-- Start Data extract --

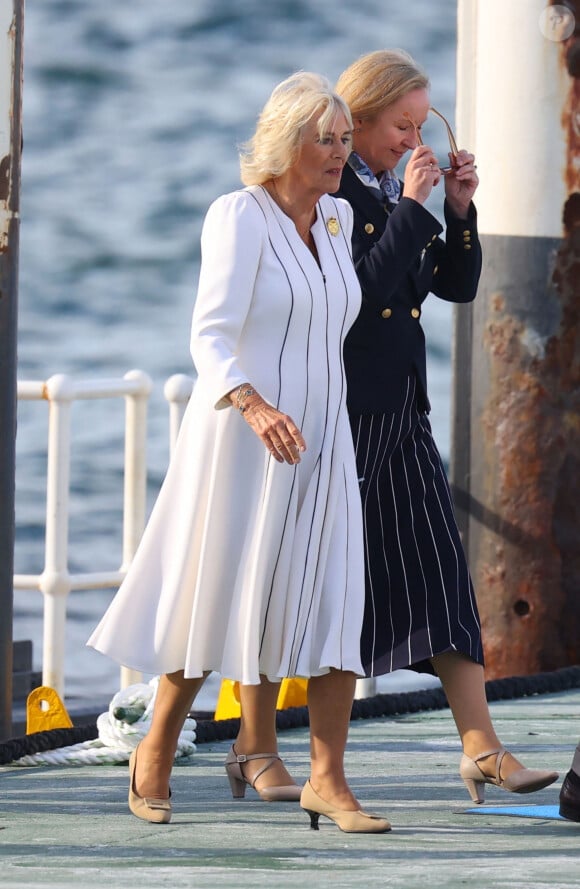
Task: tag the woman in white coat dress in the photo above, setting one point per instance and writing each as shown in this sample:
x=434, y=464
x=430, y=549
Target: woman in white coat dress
x=252, y=562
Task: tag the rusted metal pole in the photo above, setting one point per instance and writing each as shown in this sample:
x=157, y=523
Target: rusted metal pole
x=516, y=413
x=11, y=26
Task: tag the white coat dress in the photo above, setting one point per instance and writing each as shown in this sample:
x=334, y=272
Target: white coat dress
x=248, y=566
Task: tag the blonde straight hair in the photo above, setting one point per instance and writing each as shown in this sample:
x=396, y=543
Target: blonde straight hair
x=377, y=80
x=275, y=145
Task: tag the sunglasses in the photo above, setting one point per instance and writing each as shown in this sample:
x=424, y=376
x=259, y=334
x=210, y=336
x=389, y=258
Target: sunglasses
x=452, y=143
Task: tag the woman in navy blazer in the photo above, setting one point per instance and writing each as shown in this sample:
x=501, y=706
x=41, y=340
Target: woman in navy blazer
x=420, y=606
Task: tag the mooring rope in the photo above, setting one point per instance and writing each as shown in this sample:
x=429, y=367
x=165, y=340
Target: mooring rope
x=118, y=732
x=115, y=735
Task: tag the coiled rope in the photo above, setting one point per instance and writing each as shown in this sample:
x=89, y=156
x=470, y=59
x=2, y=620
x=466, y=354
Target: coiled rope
x=111, y=739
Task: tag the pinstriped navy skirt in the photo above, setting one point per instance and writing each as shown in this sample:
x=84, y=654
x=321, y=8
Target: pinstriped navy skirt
x=419, y=595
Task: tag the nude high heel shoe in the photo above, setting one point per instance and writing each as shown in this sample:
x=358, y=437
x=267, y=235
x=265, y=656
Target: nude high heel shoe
x=349, y=822
x=521, y=781
x=289, y=793
x=157, y=811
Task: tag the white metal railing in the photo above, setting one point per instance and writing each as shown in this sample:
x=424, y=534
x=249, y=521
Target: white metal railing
x=56, y=582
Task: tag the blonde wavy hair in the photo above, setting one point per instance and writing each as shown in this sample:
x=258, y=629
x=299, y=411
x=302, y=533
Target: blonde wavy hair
x=377, y=80
x=275, y=145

-- End Data extract --

Your objective ▸ Starting at the beginning of the lines and ending at the line containing "x=252, y=562", write those lines out again, requests included and pictures left out. Shift every x and y coordinate in the answer points by -126.

The solution ▸
Task: tag the woman in white coat dress in the photo above, setting one point per instance and writing each as shown in this sample:
x=434, y=464
x=430, y=549
Target: woman in white coat dress
x=126, y=436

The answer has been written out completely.